不動産は金融資産と比べて、個別性が強く、法律の適用、価格の決め方、課税方法、譲渡をした際の取り扱いなどやや煩雑になります。金融資産運用の章と同様に難しい分野となりますが、次章の相続と合わせて学習すればわかりやすい分野ともいえます。
完全に理解できなくてもどんどん先に進み、あとで再度復習する時間を設けましょう。また、不動産の取引と不動産の譲渡時の税金は頻出事項ですので、優先して学習しましょう。
注意
※合格に必要なところだけをピックアップ。とにかく試験に合格したい方向け。(主に学科対策。)
※2021年10月1日時点の法令を根拠とする。
不動産の見方(重要度★★★★☆)
不動産登記
法務局によって管理されている土地や建物についての情報を集めたもの。一般に公開されており、登記事項証明書は誰でも取得が可能。
不動産登記簿
表示の登記 | 表題部 | 土地・建物の物理的現況(所在地、地番、家屋番号、地積、面積※等) |
権利の登記 | 甲区 乙区 | 所有権に関する事項(買戻特約、差押え、所有権登記・移転等) 所有権以外に関する事項(抵当権、根抵当権、地上権等の物権) |
※分譲マンション(区分所有)の場合、登記簿の表題部に記載される床面積は内法面積であり、通常の面積(壁芯面積)とは異なるのが一般的。

(目的) 上記の提示本文のうち、「完全に理解できなくてもどんど」から「面積)とは異なるのが一般的。」までの範囲（両端を含む）を、一字も変えずに返してください。

(資料一覧)
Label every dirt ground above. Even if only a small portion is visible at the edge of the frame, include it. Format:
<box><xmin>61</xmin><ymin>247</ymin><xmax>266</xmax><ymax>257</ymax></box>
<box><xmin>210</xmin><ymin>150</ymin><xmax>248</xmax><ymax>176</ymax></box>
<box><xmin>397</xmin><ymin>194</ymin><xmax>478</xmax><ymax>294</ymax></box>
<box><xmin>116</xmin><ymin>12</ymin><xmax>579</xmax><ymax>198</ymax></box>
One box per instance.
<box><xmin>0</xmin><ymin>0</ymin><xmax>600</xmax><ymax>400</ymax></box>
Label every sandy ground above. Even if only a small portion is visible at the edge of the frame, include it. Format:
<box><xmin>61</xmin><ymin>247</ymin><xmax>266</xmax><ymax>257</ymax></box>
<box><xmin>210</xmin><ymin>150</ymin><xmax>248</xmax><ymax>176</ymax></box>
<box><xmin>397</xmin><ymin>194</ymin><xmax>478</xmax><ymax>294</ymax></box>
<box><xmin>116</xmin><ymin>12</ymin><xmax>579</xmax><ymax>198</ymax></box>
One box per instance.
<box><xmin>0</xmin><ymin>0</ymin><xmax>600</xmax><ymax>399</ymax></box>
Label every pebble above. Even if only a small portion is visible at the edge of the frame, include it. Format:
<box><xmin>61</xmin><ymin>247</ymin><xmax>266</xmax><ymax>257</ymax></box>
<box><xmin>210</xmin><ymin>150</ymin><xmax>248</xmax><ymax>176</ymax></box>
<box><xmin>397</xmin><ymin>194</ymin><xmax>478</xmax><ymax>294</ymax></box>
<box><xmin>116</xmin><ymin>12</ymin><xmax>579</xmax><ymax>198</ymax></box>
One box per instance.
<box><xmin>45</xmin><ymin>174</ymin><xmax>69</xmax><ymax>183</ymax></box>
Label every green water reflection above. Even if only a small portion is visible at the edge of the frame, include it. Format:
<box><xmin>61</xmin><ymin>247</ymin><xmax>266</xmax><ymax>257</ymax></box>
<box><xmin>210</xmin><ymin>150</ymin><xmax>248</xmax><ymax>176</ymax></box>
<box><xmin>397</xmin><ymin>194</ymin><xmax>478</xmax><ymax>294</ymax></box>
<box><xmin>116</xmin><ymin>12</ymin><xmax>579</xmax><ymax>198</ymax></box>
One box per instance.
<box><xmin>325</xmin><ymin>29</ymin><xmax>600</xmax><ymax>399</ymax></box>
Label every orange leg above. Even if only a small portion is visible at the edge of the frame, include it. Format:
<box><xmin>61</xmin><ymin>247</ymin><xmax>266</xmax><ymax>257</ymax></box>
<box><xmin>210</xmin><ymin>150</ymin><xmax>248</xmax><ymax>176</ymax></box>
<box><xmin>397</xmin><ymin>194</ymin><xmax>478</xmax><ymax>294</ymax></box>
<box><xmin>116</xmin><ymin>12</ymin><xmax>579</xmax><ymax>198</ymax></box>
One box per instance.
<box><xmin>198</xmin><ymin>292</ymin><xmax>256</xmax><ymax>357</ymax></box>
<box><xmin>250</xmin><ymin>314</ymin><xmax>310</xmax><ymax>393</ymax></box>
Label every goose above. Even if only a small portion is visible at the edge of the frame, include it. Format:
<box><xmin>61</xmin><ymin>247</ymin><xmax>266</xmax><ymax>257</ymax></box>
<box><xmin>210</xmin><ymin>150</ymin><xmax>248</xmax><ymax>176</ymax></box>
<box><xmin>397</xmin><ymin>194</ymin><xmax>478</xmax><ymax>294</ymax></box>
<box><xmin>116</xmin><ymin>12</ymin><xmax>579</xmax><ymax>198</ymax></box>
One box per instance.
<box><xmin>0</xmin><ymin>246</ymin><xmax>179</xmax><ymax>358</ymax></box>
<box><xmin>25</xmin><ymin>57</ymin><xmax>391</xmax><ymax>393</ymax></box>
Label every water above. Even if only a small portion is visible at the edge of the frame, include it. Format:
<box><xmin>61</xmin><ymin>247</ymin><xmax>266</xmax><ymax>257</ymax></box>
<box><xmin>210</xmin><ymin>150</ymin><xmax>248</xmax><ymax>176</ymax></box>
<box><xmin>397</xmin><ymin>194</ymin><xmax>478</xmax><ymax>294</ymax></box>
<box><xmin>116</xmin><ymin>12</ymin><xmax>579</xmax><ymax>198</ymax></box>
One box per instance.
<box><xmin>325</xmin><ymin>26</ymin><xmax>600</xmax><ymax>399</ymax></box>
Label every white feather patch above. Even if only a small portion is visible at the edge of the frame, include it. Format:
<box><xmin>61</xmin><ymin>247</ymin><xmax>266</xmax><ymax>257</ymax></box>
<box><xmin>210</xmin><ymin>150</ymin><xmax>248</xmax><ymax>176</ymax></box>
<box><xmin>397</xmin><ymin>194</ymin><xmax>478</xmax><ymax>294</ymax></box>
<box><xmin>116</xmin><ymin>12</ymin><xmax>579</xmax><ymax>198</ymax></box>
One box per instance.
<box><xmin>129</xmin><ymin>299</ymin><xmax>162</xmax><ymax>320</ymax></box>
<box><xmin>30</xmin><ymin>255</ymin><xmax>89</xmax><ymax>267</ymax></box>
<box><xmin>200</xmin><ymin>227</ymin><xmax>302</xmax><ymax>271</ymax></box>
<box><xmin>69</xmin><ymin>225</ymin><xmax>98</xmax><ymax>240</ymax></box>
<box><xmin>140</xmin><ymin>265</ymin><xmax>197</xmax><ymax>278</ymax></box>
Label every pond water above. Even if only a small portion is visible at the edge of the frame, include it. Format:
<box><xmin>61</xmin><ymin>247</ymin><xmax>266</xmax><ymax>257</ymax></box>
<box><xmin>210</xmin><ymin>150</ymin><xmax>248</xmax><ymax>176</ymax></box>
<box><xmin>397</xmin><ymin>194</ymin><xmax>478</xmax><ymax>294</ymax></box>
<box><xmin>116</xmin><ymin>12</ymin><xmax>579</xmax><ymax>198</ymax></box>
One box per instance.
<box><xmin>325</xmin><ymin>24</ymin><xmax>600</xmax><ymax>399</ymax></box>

(出力結果)
完全に理解できなくてもどんどん先に進み、あとで再度復習する時間を設けましょう。また、不動産の取引と不動産の譲渡時の税金は頻出事項ですので、優先して学習しましょう。
注意
※合格に必要なところだけをピックアップ。とにかく試験に合格したい方向け。(主に学科対策。)
※2021年10月1日時点の法令を根拠とする。
不動産の見方(重要度★★★★☆)
不動産登記
法務局によって管理されている土地や建物についての情報を集めたもの。一般に公開されており、登記事項証明書は誰でも取得が可能。
不動産登記簿
表示の登記 | 表題部 | 土地・建物の物理的現況(所在地、地番、家屋番号、地積、面積※等) |
権利の登記 | 甲区 乙区 | 所有権に関する事項(買戻特約、差押え、所有権登記・移転等) 所有権以外に関する事項(抵当権、根抵当権、地上権等の物権) |
※分譲マンション(区分所有)の場合、登記簿の表題部に記載される床面積は内法面積であり、通常の面積(壁芯面積)とは異なるのが一般的。